- _EXTRAIT DU TEXTE_
────────────────

Dans cette optique, les riverains devraient également être plus impliqués dans les projets d'implantation, d'extension ou de modification des entreprises, et les enquêtes d'utilité publique (dont la population a souvent l'impression qu'elles ne servent à rien) devraient être améliorées : « Il faut donner aux associations les moyens de proposer des alternatives », estime le ministre à ce propos.
Quant à la Commission nationale du débat public, elle devrait désormais prendre son indépendance vis-à-vis du gouvernement. On sait que son rôle a été contesté par les mouvements écologistes et par Yves Cochet lui-même dans la toute récente décision de construire le troisième aéroport.

────────────────

- _DONNÉES FOURNIES_

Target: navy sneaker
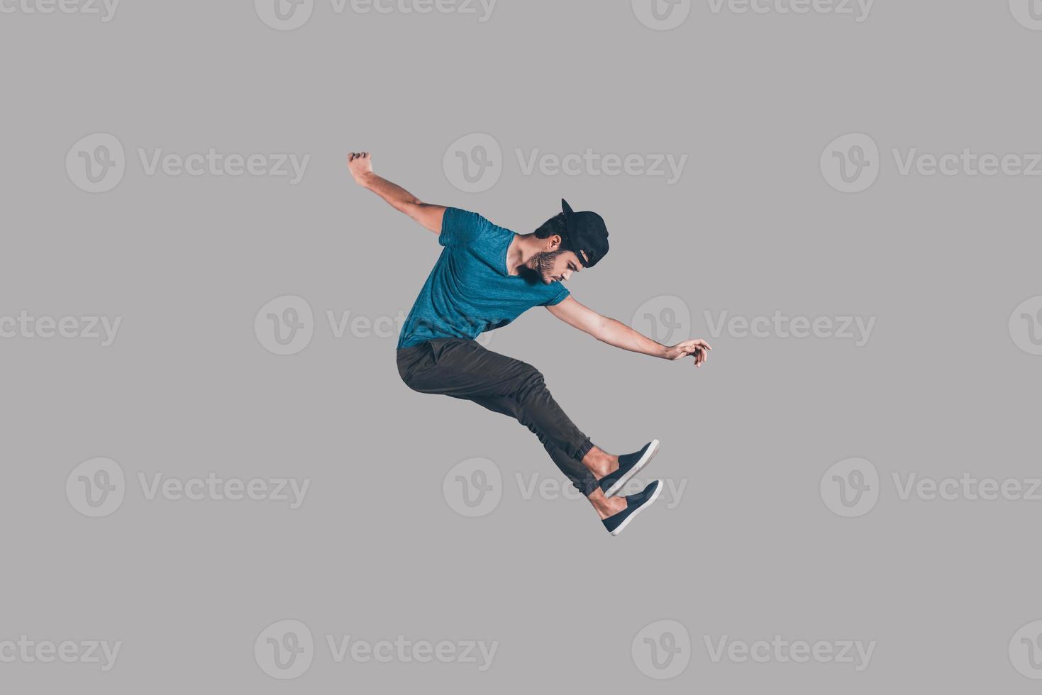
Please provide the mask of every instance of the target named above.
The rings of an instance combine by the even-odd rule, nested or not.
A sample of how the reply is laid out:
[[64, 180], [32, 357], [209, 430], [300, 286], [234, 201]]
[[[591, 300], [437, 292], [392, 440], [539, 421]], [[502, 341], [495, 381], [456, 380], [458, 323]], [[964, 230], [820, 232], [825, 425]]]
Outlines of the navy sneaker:
[[626, 487], [637, 473], [648, 465], [651, 456], [659, 451], [659, 440], [651, 440], [644, 445], [644, 448], [636, 453], [624, 453], [619, 456], [619, 468], [597, 480], [600, 489], [604, 492], [604, 497], [614, 497], [620, 490]]
[[607, 529], [609, 533], [618, 536], [641, 510], [647, 508], [651, 505], [651, 502], [659, 499], [660, 492], [662, 492], [662, 481], [652, 480], [641, 492], [626, 497], [626, 508], [618, 514], [613, 514], [607, 519], [602, 519], [601, 523], [604, 524], [604, 528]]

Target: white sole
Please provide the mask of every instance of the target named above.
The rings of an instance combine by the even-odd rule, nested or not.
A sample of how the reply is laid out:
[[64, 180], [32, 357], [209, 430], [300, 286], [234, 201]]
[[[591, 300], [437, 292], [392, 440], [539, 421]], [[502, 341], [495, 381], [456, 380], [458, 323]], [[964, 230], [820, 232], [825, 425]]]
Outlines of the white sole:
[[621, 478], [616, 480], [604, 493], [604, 497], [615, 497], [619, 494], [619, 491], [626, 487], [626, 483], [634, 479], [634, 476], [641, 472], [641, 469], [650, 463], [651, 458], [655, 453], [659, 452], [659, 440], [651, 440], [651, 446], [648, 450], [644, 452], [641, 460], [634, 464], [634, 467], [629, 469], [629, 472], [623, 475]]
[[629, 522], [634, 520], [634, 517], [636, 517], [638, 514], [651, 506], [654, 503], [654, 501], [659, 499], [659, 494], [662, 493], [662, 480], [656, 480], [656, 482], [659, 485], [655, 486], [654, 492], [651, 493], [651, 499], [649, 499], [648, 501], [644, 502], [639, 507], [634, 510], [634, 513], [630, 514], [628, 517], [626, 517], [626, 520], [623, 521], [621, 524], [619, 524], [618, 528], [616, 528], [614, 531], [611, 531], [612, 536], [618, 536], [619, 533], [621, 533], [622, 529], [628, 526]]

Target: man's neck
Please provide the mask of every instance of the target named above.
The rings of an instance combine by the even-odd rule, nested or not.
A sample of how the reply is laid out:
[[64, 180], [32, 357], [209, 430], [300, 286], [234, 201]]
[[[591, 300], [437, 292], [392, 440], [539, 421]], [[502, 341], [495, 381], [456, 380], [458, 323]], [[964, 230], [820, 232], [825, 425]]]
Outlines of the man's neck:
[[506, 248], [506, 272], [520, 275], [528, 268], [528, 262], [539, 253], [539, 240], [534, 234], [514, 234], [514, 241]]

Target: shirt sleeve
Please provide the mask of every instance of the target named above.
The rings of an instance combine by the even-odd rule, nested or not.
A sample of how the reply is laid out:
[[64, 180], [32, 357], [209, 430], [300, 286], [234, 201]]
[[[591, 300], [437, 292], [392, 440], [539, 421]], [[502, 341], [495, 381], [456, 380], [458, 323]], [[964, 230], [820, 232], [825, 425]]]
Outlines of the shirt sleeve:
[[446, 207], [442, 216], [442, 232], [438, 235], [438, 243], [442, 246], [466, 246], [491, 226], [492, 223], [477, 213], [468, 213], [458, 207]]
[[[561, 283], [557, 282], [557, 284], [561, 284]], [[561, 292], [559, 292], [557, 294], [555, 294], [552, 299], [549, 299], [549, 300], [543, 302], [542, 305], [543, 306], [553, 306], [555, 304], [560, 304], [561, 302], [565, 301], [565, 299], [567, 299], [568, 295], [570, 295], [570, 294], [572, 294], [572, 293], [568, 291], [568, 288], [566, 288], [565, 286], [561, 284]]]

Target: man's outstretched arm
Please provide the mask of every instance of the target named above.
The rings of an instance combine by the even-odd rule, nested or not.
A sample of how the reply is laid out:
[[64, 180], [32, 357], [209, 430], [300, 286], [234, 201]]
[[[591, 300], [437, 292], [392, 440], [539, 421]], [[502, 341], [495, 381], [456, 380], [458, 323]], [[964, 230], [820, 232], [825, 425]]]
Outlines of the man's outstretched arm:
[[621, 321], [601, 316], [589, 306], [584, 306], [572, 297], [566, 297], [560, 304], [546, 308], [568, 325], [590, 333], [601, 343], [607, 343], [631, 352], [649, 354], [652, 357], [679, 359], [690, 354], [695, 356], [695, 367], [701, 367], [709, 351], [713, 349], [703, 340], [684, 341], [673, 346], [655, 343]]
[[441, 233], [445, 206], [425, 203], [400, 185], [374, 174], [369, 152], [348, 153], [347, 168], [358, 185], [369, 189], [396, 210], [410, 216], [436, 234]]

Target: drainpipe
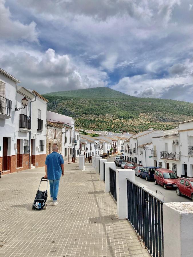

────────────────

- _EXPLORER LE MATÉRIEL_
A – Dites si chacune des affirmations suivantes correspond au texte sur le débat public. Répondez par oui ou par non, en citant mot pour mot les mots du texte qui tranchent.
(i) Le ministre juge qu'il faut donner aux associations les moyens de proposer des alternatives.
(ii) La Commission nationale du débat public devrait rester dépendante du gouvernement.
(iii) Yves Cochet a lui-même contesté le rôle de la Commission nationale du débat public.
B – Reprenez sans rien changer le passage du texte sur le débat public qui s'ouvre sur les mots contenant « Dans cette optique, les » et se ferme sur « à ce propos. ».
Le matériel n'a aucun rapport avec le texte sur le débat public.

- _RÉPONSES ATTENDUES_
A –
(i) Oui : « Il faut donner aux associations les moyens de proposer des alternatives ».
(ii) Non : « elle devrait désormais prendre son indépendance vis-à-vis du gouvernement ».
(iii) Oui : « son rôle a été contesté par les mouvements écologistes et par Yves Cochet lui-même ».

B –
Dans cette optique, les riverains devraient également être plus impliqués dans les projets d'implantation, d'extension ou de modification des entreprises, et les enquêtes d'utilité publique (dont la population a souvent l'impression qu'elles ne servent à rien) devraient être améliorées : « Il faut donner aux associations les moyens de proposer des alternatives », estime le ministre à ce propos.